— Begin Exercise inputs —

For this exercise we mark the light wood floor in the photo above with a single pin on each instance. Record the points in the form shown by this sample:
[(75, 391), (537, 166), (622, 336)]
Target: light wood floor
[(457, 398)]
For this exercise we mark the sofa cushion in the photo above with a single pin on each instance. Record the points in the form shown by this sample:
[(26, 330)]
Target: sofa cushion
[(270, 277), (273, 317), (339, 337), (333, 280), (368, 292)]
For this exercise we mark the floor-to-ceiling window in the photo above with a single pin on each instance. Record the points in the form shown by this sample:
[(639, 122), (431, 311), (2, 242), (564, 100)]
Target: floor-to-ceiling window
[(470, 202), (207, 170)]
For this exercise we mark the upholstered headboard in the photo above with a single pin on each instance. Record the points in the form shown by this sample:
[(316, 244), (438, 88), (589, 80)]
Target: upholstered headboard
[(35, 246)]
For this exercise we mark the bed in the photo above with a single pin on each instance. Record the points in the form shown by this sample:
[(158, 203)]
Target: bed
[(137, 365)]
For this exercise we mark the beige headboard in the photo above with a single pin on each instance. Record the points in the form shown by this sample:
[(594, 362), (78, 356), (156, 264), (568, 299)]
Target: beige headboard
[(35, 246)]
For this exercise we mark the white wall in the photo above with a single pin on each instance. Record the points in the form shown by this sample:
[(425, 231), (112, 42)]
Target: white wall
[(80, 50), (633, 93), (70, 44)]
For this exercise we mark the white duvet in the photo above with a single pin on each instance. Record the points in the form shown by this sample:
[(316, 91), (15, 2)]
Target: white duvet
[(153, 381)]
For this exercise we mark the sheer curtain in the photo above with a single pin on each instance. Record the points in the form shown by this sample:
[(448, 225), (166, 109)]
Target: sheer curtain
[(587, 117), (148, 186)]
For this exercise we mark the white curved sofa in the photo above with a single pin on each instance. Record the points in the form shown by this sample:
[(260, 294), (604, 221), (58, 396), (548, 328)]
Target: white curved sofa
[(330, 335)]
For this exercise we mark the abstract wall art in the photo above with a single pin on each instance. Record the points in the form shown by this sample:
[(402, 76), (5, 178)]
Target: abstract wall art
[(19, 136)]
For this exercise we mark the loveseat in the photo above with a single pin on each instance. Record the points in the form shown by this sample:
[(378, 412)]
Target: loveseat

— End Exercise inputs —

Copy out all of the records above word for word, keeping every line in its original order.

For this exercise we mark the light wood floor in the photo above with a single pin on each instance. Record the points in the form shown by this sample:
[(75, 391), (537, 166), (622, 336)]
Target: light wood floor
[(457, 398)]
For this exercise we mark the sofa cushion in the photo above with a single pin on each instance. Record the points in the form shown by this sample:
[(26, 330)]
Target: sofa cushion
[(270, 277), (273, 317), (339, 337), (333, 280), (368, 292)]
For this exercise we mark the floor-to-ceiling window in the photo above with a single pin on each instance. Record the points in the form shown by this sample:
[(639, 122), (431, 311), (2, 242), (564, 100)]
Target: floor-to-ceiling window
[(470, 202), (207, 170)]
For this exercise we mark the upholstered headboard in the photo above with a single pin on each instance. Record the points in the form shown by this sample:
[(316, 244), (438, 88), (589, 80)]
Target: upholstered headboard
[(35, 246)]
For this exercise we mark the bed in the photo above with a single pin on each instance. Record the points in the form shown by this sample:
[(158, 203)]
Target: bed
[(137, 365)]
For this exercise we mark the beige headboard in the photo above with a single pin on each instance. Record the points in the form shown by this sample:
[(594, 362), (78, 356), (156, 264), (568, 299)]
Target: beige headboard
[(35, 246)]
For this exercise we mark the white wall in the photo above with a single pin on each instance. Record the points in the form shown by this sample:
[(425, 231), (112, 42)]
Target: white wall
[(80, 50), (633, 93), (70, 44)]
For this exercise we mark the white duvet in the photo above with a single pin on each instance. Record the points in the form shown by this sample:
[(316, 91), (15, 2)]
Target: white duvet
[(153, 381)]
For this exercise we mark the sheer curtain in the photo above with a single pin on each instance. Record the points in the form shown by this sample:
[(448, 225), (166, 109)]
Target: sheer curtain
[(587, 117), (148, 186)]
For this exercise we mark the white curved sofa in the photo above with a single pin on each instance. Record the points in the form shown by this sample:
[(260, 294), (604, 221), (58, 396), (548, 328)]
Target: white curved sofa
[(330, 335)]
For this exercise we mark the abstract wall art in the photo above with a single pin on each instance. Record the points in the form shown by this sample:
[(402, 76), (5, 178)]
Target: abstract wall art
[(19, 136)]
For this exercise we mark the loveseat in the photo above with a single pin on each instance. Record the points in the form shown by this sample:
[(378, 412)]
Target: loveseat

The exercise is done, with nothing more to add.